What this exercise asks:
1) From the grid problem thread, output everything from "Let $n\geq2$ be" down to "cannot be 0.".
2) Render this sentence from the grid problem thread in Spanish: "First, note that $S_n = 2 A_n$, where $A_n$ is the sum of all $n²$ numbers in the grid."

I found this Olympiad style combinatorics problem. Does anybody know how to solve it?
Let $n\geq2$ be a natural number. An $n\cdot n$ grid is drawn on a board and each field with one of the numbers $-1$ or $+1$ labeled. Then the $n$ row sums and also the $n$ column sums is calculated and the sum $S_n$ of all these $2n$ sums is determined.
(a) Show that for no odd number $n$ there is a label with $S_n = 0$.
(b) Show that if $n$ is an even number, then there are at least six different labels with $S_n = 0$.
The (a) part is easy. First, note that $S_n = 2 A_n$, where $A_n$ is the sum of all $n²$ numbers in the grid. Then, note that if $n$ is odd, then also $A_n$ must be odd. To see this, you can consider the invariant (an Olympiad concept) of the parity of $A_n$. Whatever the label is, when you consider $A_n$ you are adding up $n²$ odd numbers (+1 or -1), so the sum must be odd. Finally, if $A_n$ is odd it cannot be zero, so also $S_n$ cannot be 0.

Material provided:

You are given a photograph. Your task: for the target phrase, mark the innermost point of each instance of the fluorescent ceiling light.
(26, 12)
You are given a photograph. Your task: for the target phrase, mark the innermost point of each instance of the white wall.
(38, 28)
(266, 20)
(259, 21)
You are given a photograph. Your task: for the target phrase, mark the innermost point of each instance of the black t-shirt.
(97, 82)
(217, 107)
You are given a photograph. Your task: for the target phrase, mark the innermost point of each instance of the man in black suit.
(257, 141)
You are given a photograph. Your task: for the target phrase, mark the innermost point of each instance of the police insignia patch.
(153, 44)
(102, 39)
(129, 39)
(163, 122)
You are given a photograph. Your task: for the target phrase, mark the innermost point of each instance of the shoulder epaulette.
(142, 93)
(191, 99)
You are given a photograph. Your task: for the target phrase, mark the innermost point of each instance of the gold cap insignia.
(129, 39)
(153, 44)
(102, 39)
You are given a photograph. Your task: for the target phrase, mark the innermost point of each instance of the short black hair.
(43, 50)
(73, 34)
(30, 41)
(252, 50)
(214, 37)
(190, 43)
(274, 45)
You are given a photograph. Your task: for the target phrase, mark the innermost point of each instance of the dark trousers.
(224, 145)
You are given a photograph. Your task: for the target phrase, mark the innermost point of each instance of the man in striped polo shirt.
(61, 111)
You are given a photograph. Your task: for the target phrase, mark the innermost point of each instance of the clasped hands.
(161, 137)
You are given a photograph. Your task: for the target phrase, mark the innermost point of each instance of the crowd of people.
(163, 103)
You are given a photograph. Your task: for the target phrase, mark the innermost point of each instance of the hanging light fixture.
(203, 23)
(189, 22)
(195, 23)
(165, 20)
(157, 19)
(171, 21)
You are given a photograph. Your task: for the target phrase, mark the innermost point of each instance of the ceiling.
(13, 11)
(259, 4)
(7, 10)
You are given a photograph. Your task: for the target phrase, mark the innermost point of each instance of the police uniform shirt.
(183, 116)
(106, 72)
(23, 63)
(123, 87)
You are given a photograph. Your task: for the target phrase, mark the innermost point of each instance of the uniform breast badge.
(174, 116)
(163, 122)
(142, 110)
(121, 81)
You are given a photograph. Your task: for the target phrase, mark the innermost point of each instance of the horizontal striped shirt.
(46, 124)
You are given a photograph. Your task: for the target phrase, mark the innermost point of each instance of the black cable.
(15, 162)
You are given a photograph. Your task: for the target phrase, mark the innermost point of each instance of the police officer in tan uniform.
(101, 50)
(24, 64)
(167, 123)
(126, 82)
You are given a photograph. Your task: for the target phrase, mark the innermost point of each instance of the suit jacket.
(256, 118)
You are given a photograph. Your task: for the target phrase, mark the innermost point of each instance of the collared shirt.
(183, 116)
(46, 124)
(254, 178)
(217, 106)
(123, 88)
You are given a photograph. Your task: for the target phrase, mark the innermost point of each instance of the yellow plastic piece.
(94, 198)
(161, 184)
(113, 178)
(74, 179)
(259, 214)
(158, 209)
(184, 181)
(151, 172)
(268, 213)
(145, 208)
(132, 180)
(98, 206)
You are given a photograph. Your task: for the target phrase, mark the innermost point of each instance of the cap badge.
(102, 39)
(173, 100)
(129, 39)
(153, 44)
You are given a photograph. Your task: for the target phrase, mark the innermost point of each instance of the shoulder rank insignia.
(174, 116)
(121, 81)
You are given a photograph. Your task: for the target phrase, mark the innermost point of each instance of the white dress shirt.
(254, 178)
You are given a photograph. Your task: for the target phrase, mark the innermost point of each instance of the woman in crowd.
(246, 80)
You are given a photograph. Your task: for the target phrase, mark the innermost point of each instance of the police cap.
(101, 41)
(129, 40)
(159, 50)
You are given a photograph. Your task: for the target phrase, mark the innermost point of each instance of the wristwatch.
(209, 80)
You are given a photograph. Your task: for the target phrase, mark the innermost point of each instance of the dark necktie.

Answers for the exercise:
1)
Let $n\geq2$ be a natural number. An $n\cdot n$ grid is drawn on a board and each field with one of the numbers $-1$ or $+1$ labeled. Then the $n$ row sums and also the $n$ column sums is calculated and the sum $S_n$ of all these $2n$ sums is determined.
(a) Show that for no odd number $n$ there is a label with $S_n = 0$.
(b) Show that if $n$ is an even number, then there are at least six different labels with $S_n = 0$.
The (a) part is easy. First, note that $S_n = 2 A_n$, where $A_n$ is the sum of all $n²$ numbers in the grid. Then, note that if $n$ is odd, then also $A_n$ must be odd. To see this, you can consider the invariant (an Olympiad concept) of the parity of $A_n$. Whatever the label is, when you consider $A_n$ you are adding up $n²$ odd numbers (+1 or -1), so the sum must be odd. Finally, if $A_n$ is odd it cannot be zero, so also $S_n$ cannot be 0.

2) Primero, observa que $S_n = 2 A_n$, donde $A_n$ es la suma de todos los $n²$ números de la cuadrícula.